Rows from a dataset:
===
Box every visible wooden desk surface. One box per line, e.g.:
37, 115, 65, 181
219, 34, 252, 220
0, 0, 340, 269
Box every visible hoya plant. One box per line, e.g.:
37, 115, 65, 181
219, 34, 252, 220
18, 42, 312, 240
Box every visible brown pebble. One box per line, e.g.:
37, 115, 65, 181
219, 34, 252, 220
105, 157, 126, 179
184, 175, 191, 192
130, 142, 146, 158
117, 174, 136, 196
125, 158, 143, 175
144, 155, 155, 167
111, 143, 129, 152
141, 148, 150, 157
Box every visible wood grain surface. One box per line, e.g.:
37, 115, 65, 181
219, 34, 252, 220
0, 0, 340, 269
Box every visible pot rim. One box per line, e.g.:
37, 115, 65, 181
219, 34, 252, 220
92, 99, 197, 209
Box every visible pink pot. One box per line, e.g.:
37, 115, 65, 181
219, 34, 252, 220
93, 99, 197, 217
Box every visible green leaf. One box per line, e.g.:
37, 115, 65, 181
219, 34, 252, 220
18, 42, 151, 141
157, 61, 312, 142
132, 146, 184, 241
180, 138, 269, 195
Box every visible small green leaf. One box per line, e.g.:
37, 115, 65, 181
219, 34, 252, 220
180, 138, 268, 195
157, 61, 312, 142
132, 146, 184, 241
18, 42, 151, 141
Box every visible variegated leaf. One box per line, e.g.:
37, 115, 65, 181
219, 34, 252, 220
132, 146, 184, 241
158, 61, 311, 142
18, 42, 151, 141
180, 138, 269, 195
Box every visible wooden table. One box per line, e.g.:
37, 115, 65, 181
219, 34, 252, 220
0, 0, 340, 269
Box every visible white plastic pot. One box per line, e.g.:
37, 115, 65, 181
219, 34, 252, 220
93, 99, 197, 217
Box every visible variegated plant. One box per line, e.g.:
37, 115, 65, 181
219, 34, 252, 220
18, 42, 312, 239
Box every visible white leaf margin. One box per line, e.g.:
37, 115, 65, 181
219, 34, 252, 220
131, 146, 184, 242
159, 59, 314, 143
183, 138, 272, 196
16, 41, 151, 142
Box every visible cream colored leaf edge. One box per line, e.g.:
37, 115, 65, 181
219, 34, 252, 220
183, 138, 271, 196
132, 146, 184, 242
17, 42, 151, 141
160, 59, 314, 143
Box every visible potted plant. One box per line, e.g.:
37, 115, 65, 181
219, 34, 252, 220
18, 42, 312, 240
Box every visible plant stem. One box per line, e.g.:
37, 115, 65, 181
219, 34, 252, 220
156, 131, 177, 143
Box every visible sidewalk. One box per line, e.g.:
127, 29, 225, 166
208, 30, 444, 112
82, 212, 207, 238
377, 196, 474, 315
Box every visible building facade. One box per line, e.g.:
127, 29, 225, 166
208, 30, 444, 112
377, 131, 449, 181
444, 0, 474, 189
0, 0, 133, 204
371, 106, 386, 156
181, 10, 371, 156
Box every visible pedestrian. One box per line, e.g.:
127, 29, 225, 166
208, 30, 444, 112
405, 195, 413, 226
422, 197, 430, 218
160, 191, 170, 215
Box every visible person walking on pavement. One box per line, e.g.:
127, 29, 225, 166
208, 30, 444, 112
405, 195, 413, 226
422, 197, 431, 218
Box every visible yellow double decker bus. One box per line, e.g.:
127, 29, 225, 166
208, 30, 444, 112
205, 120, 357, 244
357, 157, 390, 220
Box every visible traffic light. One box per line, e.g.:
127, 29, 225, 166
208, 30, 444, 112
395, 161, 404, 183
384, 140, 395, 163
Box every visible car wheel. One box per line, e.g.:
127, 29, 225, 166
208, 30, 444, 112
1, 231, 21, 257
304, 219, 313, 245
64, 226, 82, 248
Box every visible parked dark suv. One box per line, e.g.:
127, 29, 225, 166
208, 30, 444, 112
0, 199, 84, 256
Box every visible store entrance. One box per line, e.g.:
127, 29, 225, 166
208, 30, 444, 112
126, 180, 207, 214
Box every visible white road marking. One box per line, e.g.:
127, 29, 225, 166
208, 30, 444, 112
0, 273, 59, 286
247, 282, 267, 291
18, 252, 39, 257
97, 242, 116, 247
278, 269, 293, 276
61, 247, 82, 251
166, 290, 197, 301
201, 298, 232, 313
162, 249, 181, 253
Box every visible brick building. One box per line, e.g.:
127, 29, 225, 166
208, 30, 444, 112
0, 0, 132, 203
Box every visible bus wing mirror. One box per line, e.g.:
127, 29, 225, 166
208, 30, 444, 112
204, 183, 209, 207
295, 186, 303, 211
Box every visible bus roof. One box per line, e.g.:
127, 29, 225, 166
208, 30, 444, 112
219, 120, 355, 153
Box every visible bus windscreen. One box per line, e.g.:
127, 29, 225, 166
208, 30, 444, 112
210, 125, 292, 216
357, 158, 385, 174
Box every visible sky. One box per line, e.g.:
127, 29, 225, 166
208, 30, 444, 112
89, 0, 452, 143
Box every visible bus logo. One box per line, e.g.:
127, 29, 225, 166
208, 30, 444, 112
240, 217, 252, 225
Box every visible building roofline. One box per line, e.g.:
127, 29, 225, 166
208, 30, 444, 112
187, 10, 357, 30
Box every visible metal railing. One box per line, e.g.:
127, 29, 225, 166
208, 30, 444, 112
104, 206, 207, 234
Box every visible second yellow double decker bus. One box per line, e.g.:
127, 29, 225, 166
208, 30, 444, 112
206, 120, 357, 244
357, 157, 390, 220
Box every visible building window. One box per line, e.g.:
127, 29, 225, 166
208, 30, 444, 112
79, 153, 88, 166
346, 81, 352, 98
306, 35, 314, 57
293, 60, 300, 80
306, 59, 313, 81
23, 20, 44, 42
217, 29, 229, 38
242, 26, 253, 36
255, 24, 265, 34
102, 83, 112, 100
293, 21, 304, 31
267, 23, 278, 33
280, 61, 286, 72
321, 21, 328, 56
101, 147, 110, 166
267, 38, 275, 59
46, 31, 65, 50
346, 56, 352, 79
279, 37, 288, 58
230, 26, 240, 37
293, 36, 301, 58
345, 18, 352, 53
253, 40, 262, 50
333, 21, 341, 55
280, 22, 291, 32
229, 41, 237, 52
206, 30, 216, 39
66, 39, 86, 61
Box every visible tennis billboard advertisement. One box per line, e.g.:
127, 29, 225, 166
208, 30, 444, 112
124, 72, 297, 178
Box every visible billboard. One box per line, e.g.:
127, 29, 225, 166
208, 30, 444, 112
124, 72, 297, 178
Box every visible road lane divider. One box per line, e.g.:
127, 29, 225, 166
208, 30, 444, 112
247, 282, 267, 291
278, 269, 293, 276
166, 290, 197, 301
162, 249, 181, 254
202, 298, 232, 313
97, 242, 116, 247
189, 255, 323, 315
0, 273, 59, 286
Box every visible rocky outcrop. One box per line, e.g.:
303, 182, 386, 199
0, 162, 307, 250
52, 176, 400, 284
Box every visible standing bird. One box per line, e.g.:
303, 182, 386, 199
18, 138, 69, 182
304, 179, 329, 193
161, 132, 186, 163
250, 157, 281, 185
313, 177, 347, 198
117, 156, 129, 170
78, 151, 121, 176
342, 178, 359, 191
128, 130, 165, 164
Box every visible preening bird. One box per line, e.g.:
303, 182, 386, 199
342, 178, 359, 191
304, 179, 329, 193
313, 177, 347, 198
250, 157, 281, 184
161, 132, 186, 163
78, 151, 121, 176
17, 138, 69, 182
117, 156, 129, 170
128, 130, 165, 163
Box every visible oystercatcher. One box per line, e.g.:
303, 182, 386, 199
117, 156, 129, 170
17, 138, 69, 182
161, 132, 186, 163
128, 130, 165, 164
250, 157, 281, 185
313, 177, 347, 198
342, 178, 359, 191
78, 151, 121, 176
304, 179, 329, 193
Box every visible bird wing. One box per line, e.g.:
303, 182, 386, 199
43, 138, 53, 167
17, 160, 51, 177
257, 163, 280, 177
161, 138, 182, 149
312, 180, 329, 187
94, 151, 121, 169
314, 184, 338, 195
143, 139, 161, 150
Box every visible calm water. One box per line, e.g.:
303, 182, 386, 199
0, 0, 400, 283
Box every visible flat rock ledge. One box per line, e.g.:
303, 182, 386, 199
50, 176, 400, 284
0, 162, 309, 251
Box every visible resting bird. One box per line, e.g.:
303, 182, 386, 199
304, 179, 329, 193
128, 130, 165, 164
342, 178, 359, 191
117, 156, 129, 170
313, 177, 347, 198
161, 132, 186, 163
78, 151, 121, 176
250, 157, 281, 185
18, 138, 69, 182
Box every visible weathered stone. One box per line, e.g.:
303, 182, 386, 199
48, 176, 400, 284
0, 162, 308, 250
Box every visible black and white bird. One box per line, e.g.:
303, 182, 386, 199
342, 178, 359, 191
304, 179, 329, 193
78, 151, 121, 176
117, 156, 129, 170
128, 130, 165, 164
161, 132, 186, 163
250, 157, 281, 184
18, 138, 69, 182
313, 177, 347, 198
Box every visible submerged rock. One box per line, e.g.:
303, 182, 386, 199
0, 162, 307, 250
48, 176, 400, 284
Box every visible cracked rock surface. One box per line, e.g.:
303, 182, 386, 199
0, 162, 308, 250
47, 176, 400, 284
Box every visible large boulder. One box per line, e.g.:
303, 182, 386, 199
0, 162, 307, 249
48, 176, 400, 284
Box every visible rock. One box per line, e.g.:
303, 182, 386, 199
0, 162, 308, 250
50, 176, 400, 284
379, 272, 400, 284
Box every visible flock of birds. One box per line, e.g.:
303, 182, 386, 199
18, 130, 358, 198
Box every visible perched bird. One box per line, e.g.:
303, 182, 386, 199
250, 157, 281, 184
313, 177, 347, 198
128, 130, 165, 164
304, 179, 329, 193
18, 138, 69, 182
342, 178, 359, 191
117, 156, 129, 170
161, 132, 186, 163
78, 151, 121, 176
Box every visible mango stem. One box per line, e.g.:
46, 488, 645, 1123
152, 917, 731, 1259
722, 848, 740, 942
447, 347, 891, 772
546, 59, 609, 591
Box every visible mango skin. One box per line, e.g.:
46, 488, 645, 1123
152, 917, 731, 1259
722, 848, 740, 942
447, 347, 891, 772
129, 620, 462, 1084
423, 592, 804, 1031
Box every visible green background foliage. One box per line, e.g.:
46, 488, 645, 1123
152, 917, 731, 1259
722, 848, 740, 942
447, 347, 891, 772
===
§ **WHAT YOU SHOULD DO**: Copy out the lines from the one containing "Box every visible person" through the one containing "126, 180, 207, 214", changing "store entrance" to "shop entrance" and leaving everything else the same.

§ **EXERCISE ANSWER**:
Box every visible person walking on pavement. One box per line, e.g.:
127, 29, 225, 166
208, 30, 444, 112
405, 195, 413, 226
422, 197, 431, 218
Box every visible yellow double decker bus. One box per line, e.g.:
127, 29, 225, 166
208, 30, 444, 112
205, 120, 357, 244
357, 157, 390, 220
Box every visible traffic light. One box per line, e.g.:
127, 29, 225, 166
208, 30, 444, 112
395, 161, 404, 183
384, 140, 395, 163
Box every visible car wheel. One box per line, e.g.:
127, 29, 225, 166
208, 30, 444, 112
1, 231, 21, 257
304, 219, 313, 245
64, 226, 82, 248
Box every visible parked dark suv. One box per line, e.g.:
127, 29, 225, 166
208, 30, 444, 112
0, 199, 84, 256
Box every visible shop entrance. One box per line, e.g.:
127, 29, 225, 166
208, 30, 444, 112
126, 180, 207, 214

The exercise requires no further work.